== Segment start ==
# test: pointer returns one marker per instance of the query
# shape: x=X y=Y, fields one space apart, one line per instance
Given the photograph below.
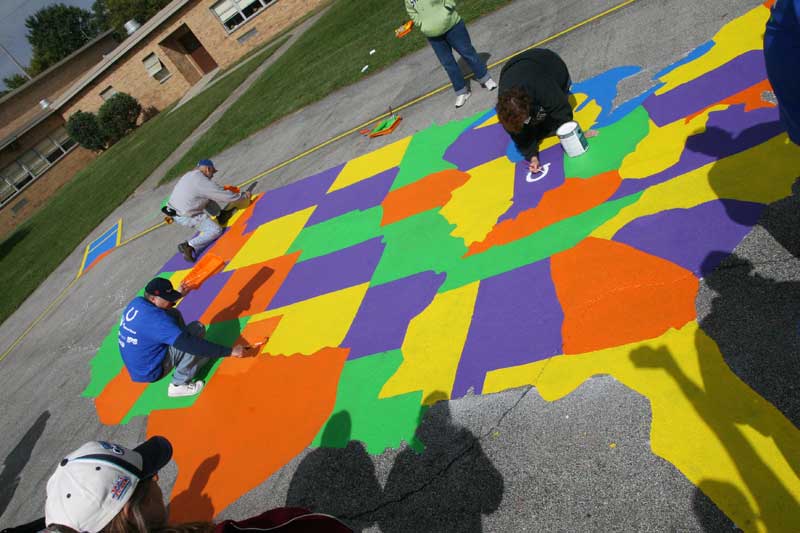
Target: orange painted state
x=613 y=294
x=117 y=398
x=434 y=190
x=232 y=240
x=253 y=422
x=249 y=289
x=574 y=197
x=750 y=97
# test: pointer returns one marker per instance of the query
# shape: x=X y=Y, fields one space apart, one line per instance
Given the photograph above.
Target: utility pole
x=21 y=68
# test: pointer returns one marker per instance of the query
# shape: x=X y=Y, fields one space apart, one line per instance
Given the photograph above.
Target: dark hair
x=134 y=520
x=513 y=109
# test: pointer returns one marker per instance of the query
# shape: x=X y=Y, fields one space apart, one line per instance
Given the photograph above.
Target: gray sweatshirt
x=194 y=190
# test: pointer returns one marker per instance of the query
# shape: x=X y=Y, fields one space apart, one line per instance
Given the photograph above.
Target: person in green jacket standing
x=442 y=25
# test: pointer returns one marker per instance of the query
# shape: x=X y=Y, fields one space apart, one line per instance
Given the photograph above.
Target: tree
x=15 y=81
x=118 y=12
x=84 y=128
x=56 y=31
x=118 y=115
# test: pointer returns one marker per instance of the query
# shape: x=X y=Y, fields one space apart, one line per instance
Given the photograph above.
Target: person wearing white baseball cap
x=93 y=487
x=105 y=487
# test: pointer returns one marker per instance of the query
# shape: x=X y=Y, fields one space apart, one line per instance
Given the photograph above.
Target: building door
x=200 y=55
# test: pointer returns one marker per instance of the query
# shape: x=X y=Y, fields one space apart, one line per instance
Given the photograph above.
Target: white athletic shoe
x=187 y=389
x=461 y=99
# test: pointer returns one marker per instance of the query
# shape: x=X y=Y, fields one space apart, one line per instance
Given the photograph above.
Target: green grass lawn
x=34 y=249
x=325 y=58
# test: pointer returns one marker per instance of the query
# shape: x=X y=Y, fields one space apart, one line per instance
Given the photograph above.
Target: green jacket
x=433 y=17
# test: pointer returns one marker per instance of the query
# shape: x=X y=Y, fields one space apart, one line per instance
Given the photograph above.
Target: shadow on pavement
x=338 y=478
x=16 y=460
x=447 y=487
x=193 y=502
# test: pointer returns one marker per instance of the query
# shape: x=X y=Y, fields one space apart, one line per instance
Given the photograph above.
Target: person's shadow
x=338 y=478
x=194 y=504
x=447 y=487
x=16 y=460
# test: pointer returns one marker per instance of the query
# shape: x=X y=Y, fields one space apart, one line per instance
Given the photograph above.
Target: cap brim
x=172 y=296
x=156 y=452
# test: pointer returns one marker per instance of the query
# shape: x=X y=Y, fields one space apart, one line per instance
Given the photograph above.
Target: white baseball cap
x=92 y=484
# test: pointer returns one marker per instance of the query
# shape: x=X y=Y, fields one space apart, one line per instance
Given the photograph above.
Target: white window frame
x=155 y=68
x=108 y=92
x=236 y=7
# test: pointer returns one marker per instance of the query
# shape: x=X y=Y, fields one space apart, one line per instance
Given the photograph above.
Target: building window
x=6 y=191
x=155 y=67
x=16 y=175
x=49 y=150
x=63 y=139
x=108 y=92
x=35 y=163
x=233 y=13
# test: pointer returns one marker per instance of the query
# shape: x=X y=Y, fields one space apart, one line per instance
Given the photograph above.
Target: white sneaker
x=461 y=99
x=187 y=389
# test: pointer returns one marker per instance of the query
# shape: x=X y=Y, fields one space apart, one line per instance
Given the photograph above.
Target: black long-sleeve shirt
x=543 y=75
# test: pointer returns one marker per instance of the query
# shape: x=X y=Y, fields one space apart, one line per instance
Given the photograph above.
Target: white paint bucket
x=572 y=139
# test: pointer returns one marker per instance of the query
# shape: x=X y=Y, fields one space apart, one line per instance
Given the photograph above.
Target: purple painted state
x=528 y=195
x=292 y=198
x=728 y=132
x=517 y=320
x=361 y=196
x=731 y=78
x=478 y=146
x=688 y=237
x=329 y=273
x=382 y=319
x=195 y=304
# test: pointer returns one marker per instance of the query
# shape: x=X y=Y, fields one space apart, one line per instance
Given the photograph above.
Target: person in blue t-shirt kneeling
x=153 y=339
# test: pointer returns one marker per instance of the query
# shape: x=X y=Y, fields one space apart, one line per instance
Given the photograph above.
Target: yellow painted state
x=663 y=146
x=311 y=325
x=475 y=206
x=734 y=39
x=764 y=174
x=725 y=438
x=368 y=165
x=430 y=358
x=271 y=239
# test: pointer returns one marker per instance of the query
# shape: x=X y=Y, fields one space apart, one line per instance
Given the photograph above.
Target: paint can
x=572 y=139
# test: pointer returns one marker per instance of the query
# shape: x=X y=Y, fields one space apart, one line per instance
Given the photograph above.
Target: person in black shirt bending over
x=533 y=100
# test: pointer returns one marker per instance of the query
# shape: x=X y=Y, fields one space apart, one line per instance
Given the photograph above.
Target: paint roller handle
x=241 y=351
== Segment end ==
I would like the material repeated in full and exactly, with its images omitted.

# test: pointer returns one marker per instance of the query
# shape: x=X y=Y, fields one space apart, one line per instance
Given the photograph below.
Target: orange painted state
x=613 y=294
x=117 y=398
x=434 y=190
x=232 y=240
x=253 y=422
x=249 y=289
x=574 y=197
x=750 y=97
# test: pointer returns one marker per instance of the query
# shape: x=X y=Y, fields one space apart, one line per instance
Given the photograph above.
Target: utility pole
x=21 y=68
# test: pointer returns one marker per instance of the query
# shape: x=X y=Y, fields one space apart, one line per instance
Given the photograph above.
Target: dark hair
x=134 y=520
x=513 y=109
# test: pointer returns one marker per instance of the query
# shape: x=X y=Y, fields one space apart, one line per instance
Given the photograph above.
Target: gray sweatshirt
x=194 y=190
# test: pointer returns one marker per instance of the query
# shape: x=X y=Y, fields one space apart, one line per instance
Given the photograph above.
Target: person in green jacket standing
x=442 y=25
# test: pointer returns one marker per instance of the query
# shape: x=X y=Y, fields one space apart, one line per instance
Given the photograph above.
Target: tree
x=15 y=81
x=118 y=12
x=84 y=128
x=56 y=31
x=118 y=115
# test: pointer returns one marker per instance of the query
# shape: x=X y=Y, fields one space apart, one line per instance
Given the photograph above.
Target: person wearing white baseball cap
x=93 y=487
x=105 y=487
# test: pointer returns one marker per instance of the query
# shape: x=X y=Y, fields one space apart, one line per instance
Given the photograph above.
Target: building door
x=200 y=55
# test: pointer returns one marker per instance of the query
# shape: x=X y=Y, fields one space apart, one line per instance
Given the photograph above.
Target: white athletic shoe
x=187 y=389
x=461 y=99
# test: pointer returns one marker per instance of the query
# shape: x=X y=Y, fields one space apart, one line per instance
Given the photograph above.
Target: green grass lawn
x=34 y=249
x=325 y=58
# test: pointer returns one marker per instance of the query
# shape: x=X y=Y, fields one space apart, one line per instance
Given the photograph above.
Target: green jacket
x=433 y=17
# test: pointer returns one marker per instance of the query
# shape: x=X y=Y, fields one space apart, one line per instance
Given the photograph above.
Target: shadow on pavement
x=338 y=478
x=16 y=460
x=447 y=487
x=193 y=502
# test: pointer returns one marker per instance of the query
# shape: x=X y=Y, fields one space apart, one line per instance
Given the photograph above.
Target: person's shadow
x=338 y=478
x=194 y=504
x=447 y=487
x=16 y=460
# test: pointer returns one marker per instance of the query
# shape: x=X y=Y, fields one space apart, one line per instance
Given the photograph above.
Target: cap brim
x=172 y=296
x=156 y=452
# test: pointer returns one marker per instance of the query
# shape: x=X y=Y, fields one space apart, one line per instance
Given the photograph above.
Target: white baseball cap
x=92 y=484
# test: pointer returns one marker per instance of the query
# shape: x=X y=Y, fields one space apart, one line per instance
Given the photograph above.
Target: white window frame
x=155 y=68
x=108 y=92
x=236 y=7
# test: pointer returns one marker per instance of the query
# shape: x=X y=Y, fields one space apart, one line per instance
Given the photograph above.
Target: building window
x=6 y=191
x=155 y=67
x=16 y=175
x=49 y=150
x=63 y=139
x=108 y=92
x=35 y=163
x=233 y=13
# test: pointer returns one marker per instance of the query
# shape: x=X y=Y, fields one space apart, one line per instance
Given the photograph above.
Target: white sneaker
x=461 y=99
x=187 y=389
# test: pointer returns one marker per instance of the query
# shape: x=X y=Y, fields one space apart, one line per instance
Given the photograph above.
Target: black long-sleeve shirt
x=543 y=75
# test: pointer returns one marker per instance of the query
# shape: x=X y=Y, fields one space apart, one line per instance
Given the photograph above.
Target: white paint bucket
x=572 y=139
# test: pointer returns one marker per instance of the query
# shape: x=X y=Y, fields one space apart, one line per instance
Given the photograph above.
Target: purple painted state
x=528 y=195
x=292 y=198
x=728 y=132
x=517 y=320
x=361 y=196
x=731 y=78
x=478 y=146
x=688 y=237
x=329 y=273
x=382 y=319
x=195 y=304
# test: pointer returns one marker per instance of the query
# shape: x=X y=Y, fields one space apart, one line per instance
Given the photograph above.
Target: person in blue t-shirt kneeling
x=153 y=339
# test: pointer returns one marker per instance of the query
# shape: x=X y=Y, fields one space apart, one line per instance
Given the photograph above.
Target: yellow painted state
x=663 y=146
x=311 y=325
x=475 y=206
x=734 y=39
x=764 y=174
x=725 y=438
x=368 y=165
x=430 y=358
x=271 y=239
# test: pointer returns one marker per instance of the query
# shape: x=X y=Y, fields one space apart, one line per instance
Given the photograph above.
Target: paint can
x=572 y=139
# test: pointer returns one marker per instance of the query
# shape: x=X y=Y, fields one space apart, one line per instance
Given the photograph above.
Target: person in black shirt bending over
x=533 y=100
# test: pointer returns one marker per instance of the query
# shape: x=X y=Y, fields one space apart, one line per instance
Given the photograph above.
Target: paint roller handle
x=241 y=351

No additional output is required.